Exercise aim: Restate each of the lines given below, word for word.

Material for this exercise:
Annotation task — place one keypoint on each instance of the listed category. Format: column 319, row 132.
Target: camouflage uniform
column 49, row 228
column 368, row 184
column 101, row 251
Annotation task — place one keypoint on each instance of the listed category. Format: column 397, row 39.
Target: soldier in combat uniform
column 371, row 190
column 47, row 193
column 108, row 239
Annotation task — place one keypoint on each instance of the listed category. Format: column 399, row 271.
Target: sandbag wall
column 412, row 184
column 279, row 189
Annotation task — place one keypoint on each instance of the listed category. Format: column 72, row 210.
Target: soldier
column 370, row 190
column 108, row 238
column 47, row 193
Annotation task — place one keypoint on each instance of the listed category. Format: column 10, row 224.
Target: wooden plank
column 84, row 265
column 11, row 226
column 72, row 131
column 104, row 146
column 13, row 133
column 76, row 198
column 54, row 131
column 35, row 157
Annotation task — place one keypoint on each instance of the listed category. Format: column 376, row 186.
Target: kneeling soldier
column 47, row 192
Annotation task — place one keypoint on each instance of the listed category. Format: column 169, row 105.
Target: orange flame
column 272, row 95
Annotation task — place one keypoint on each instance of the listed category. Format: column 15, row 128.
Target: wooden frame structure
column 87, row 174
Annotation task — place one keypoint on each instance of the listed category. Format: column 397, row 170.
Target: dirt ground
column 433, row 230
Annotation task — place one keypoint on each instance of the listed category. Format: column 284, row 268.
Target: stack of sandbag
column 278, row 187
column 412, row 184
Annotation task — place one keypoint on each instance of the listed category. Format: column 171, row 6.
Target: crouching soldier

Reply to the task:
Annotation task — place one keypoint on each instance of the listed category. Format: column 319, row 132.
Target: camouflage uniform
column 49, row 228
column 368, row 184
column 101, row 251
Annotation task — place one keypoint on each instance of the listed category. Format: column 397, row 39.
Target: soldier in combat uniform
column 371, row 190
column 47, row 193
column 108, row 239
Annotation task — place one keypoint on each instance of the listed category. Format: column 399, row 271.
Target: sandbag wall
column 412, row 184
column 279, row 189
Annotation task — place one keypoint on each instance of the listed category. Format: column 72, row 210.
Target: soldier
column 370, row 190
column 108, row 238
column 47, row 193
Annotation task — place one keypoint on each instance of the listed category. Format: column 10, row 224.
Target: wooden plank
column 84, row 265
column 11, row 226
column 72, row 131
column 104, row 146
column 13, row 133
column 76, row 198
column 54, row 131
column 35, row 157
Annotation task — place one keypoint on each instance of the listed category. Format: column 376, row 186.
Target: kneeling soldier
column 47, row 192
Annotation task — place one keypoint on each instance of the listed category. Format: column 169, row 105.
Target: orange flame
column 272, row 95
Annotation task — place one keypoint on each instance of the listed category. Format: column 15, row 128.
Target: wooden frame structure
column 87, row 174
Annotation task — place one keypoint on each instance of the listed category. Format: column 397, row 170.
Target: dirt ground
column 433, row 230
Annotation task — place one keypoint on each instance of the listed category. Format: column 284, row 268.
Target: stack of sandbag
column 278, row 187
column 412, row 184
Annotation task — place one keypoint on each instance of the listed category. Format: column 171, row 6.
Target: crouching soldier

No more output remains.